Extracted text
....

To make the addition of custom HTML on our server more straightforward we will consider a redesign of this functionality.​
* The flex print and flock print products make it possible to offer print on demand designs on black and other dark colored shirts. This is great!

But there are some limitations on the level of detail in a design that are difficult for a designer to visualize in advance, and at the moment the only way to find out if a design will work or not is to submit it, have it analyzed, and see if it's rejected. Are there any plans for improving that process?*

No, unfortunately not. This are technological limitations that are determined by the printing technology.

All we can do is to try to do a better job in explaining what is possible and what is not.

Also, in future we will add other printing technologies for dark colors without these size-limitations. However, this will take some months and the other technologies will have other limitations... life is hard 

Our goal is to focus on making a very good product since we strongly believe that quality pays off in the long term!​
*Will you be introducing a wider variety of product choices that can be customized for the US SpreadShirt merchants? For example, in the German version of SpreadShirt, you have windjackets, lanyards, umbrellas, and many more t-shirt styles.*

Yes, we will add much more during the next weeks and months and we are always open for suggestion. Also, we are very open to growing our team; so if anyone of you web-savvy people is looking for a cool job with a fast growing internet start up, we are in hiring mode!​
*Will you ever offer Maternity Tops for pregnant women?*

Not on the list yet as far as I know, but why not? We'll consider it.​
* Since you have launched German and European Spreadshirt versions, you have probably seen several successful SpreadShirt Shops. Without giving out any of of those SpreadShirt merchant's "secrets", what tips can you give for new SpreadShirt merchants that will help them create successful store?*

We actually have great marketing tips available on our website. When a shopartner is logged in, just go to the menu link called 'marketing': Marketing : Spreadshirt - Custom T-shirts - Design, Buy and Sell Customized shirts​
*I noticed there are affiliate banner links in the SpreadShirt shops that link back to SpreadShirt with the merchant's ID tied to it. You also have an affiliate program through CommissionJunction.

Can you explain how your different affiliate program(s) work?*

The program at Commission Junction works only for spreadshirt-designer.com. The items are priced significantly higher on the 'designer' than in the shops.

So when an affiliate signs up for the program via CJ they'll get 15-25% commission on the sales he brings (percentage depends on monthly sales volume).

The affiliate program within the shops is just for internal tracking. There is no incentive program for existing shops bringing us new one. On one hand this is due to technical restrictions on the other hand it would not work out for us cost wise.

However, for very big affiliates who wish do send us new shoppartners we are very open for special deals (very big would be, that you should have at least 2,000,000 impressions per month). For smaller traffic we just do not have the capacity for tracking, deal making, etc. We invest our time rather in adding new items to our site ​
* Can US Residents operate a European shop at SpreadShirt.net and having commissions paid to them in the US?*

Yes.​
*What can US users expect to see in the upcoming months at SpreadShirt.com?*

A lot more items, a shop directory, a cooler, more US look of the homepage, international shipping, more payment methods and...well, what you would like to see most?​
*Again, thank you for your time. Do you have any final thoughts to share for our readers?*

Not really, well, maybe one: it's cool to be in the US and we want to thank all of you who are the first merchants on the spreadshirt US platform!​


----------

....

Written task
Based on the interview, explain in one to three sentences why existing shops receive no incentive for bringing in new shops.

Stored data entries
....

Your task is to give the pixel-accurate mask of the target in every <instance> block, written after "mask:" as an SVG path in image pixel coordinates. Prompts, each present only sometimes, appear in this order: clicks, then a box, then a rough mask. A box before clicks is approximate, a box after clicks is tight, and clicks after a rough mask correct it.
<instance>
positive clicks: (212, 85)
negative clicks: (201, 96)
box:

....

Answer for the task
The affiliate program within the shops is only for internal tracking. There is no incentive program because of technical restrictions and because it would not work out for the company cost-wise.